Dataset records:
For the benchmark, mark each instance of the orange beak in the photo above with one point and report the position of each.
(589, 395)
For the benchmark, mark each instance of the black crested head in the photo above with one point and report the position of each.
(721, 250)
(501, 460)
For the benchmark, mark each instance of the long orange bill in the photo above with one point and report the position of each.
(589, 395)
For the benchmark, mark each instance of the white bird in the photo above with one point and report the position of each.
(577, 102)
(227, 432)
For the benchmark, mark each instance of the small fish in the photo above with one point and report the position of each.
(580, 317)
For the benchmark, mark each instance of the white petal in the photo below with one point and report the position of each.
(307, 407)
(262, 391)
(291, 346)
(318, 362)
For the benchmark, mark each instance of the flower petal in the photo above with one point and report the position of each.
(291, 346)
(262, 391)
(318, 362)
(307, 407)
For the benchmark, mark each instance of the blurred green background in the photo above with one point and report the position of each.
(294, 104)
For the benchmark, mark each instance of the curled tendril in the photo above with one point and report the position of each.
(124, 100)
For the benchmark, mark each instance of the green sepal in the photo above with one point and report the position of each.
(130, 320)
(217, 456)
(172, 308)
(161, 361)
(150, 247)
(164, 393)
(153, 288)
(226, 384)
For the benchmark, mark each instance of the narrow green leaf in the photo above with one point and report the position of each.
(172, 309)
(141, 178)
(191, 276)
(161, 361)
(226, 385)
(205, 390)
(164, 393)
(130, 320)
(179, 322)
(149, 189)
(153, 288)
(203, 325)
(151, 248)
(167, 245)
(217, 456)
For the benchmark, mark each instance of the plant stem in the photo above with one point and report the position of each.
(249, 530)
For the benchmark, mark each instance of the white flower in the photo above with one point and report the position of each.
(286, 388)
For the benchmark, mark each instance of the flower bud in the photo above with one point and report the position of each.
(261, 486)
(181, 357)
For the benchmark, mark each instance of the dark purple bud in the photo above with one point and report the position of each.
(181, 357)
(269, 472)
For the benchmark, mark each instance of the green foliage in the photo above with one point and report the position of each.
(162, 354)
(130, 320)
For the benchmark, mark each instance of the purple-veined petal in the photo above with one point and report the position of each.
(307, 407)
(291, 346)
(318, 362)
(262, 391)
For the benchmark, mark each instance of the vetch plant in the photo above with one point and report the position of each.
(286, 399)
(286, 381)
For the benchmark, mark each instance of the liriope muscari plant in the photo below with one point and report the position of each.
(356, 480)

● DESCRIPTION OF THE TASK
Copy out all of the records above with nothing altered.

● OUTPUT
For the benchmark, mark each instance of the orange beak in the photo above with one point and report the position of each.
(589, 395)
For the benchmark, mark each instance of the black crested head in the photo above with one point and report the position of each.
(721, 250)
(501, 460)
For the benchmark, mark each instance of the long orange bill in the photo above with one point and report the position of each.
(589, 395)
For the benchmark, mark each instance of the white bird in the photo above with one point and report the position of each.
(577, 102)
(227, 432)
For the benchmark, mark each instance of the small fish in the photo above with one point and report the position of each.
(580, 317)
For the benchmark, mark each instance of the white petal in the photo below with one point and report the position of each.
(307, 407)
(262, 391)
(291, 346)
(318, 362)
For the benchmark, mark each instance of the flower petal in the photo above with one point and report the position of each.
(291, 346)
(262, 391)
(318, 362)
(307, 407)
For the benchmark, mark each instance of the blurred green background in the photo above with one point and report the position of each.
(294, 104)
For the benchmark, mark each instance of the curled tendril in the photo above with one point and report the position of each.
(124, 100)
For the benchmark, mark each instance of the green sepal in the photo above with one point and report the position of each.
(130, 320)
(217, 456)
(172, 308)
(161, 361)
(150, 247)
(164, 393)
(153, 288)
(226, 384)
For the benchmark, mark each instance of the narrow green leaf in the photo above with one point and report the position of each.
(172, 309)
(141, 178)
(191, 276)
(161, 361)
(226, 385)
(205, 390)
(164, 393)
(130, 320)
(179, 322)
(149, 189)
(153, 288)
(203, 325)
(151, 248)
(167, 245)
(217, 456)
For the benchmark, mark each instance of the plant stem in the photo above with one point and report the position of each.
(249, 530)
For the benchmark, mark each instance of the white flower in the photo above with one point and report the position of each.
(286, 388)
For the benchmark, mark each instance of the flower bud in the photo above with one point and report the position of each.
(261, 486)
(181, 357)
For the benchmark, mark each instance of the dark purple bud in the photo above with one point and report the position of each.
(181, 357)
(269, 472)
For the benchmark, mark each instance of the green foliage in the photo above with one point and report the position of each.
(162, 354)
(130, 320)
For the benchmark, mark each instance of the purple-veined petal in the photo above with one point and report the position of each.
(307, 407)
(291, 346)
(318, 362)
(262, 391)
For the benchmark, mark each instance of the vetch plant in the photo above with one point and report the position of each.
(286, 399)
(286, 381)
For the benchmark, mark each instance of the liriope muscari plant in the photo below with one point and report the position of each.
(356, 480)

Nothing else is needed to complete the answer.